_DATASET RECORDS:_
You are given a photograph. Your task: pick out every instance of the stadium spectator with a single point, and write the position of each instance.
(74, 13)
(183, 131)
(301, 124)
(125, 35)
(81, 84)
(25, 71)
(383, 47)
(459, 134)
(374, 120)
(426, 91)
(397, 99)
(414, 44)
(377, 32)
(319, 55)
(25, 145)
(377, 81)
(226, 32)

_WHAT TO DO:_
Each line of the listing is to be printed again, unchanged.

_TASK RESULT:_
You are given a photograph. Your task: pick out every instance of the stadium spectator with a single point, and write the position of each instance.
(74, 13)
(183, 131)
(301, 124)
(125, 35)
(81, 84)
(25, 71)
(383, 47)
(459, 134)
(374, 120)
(426, 91)
(397, 99)
(414, 44)
(377, 32)
(319, 55)
(25, 145)
(377, 81)
(226, 32)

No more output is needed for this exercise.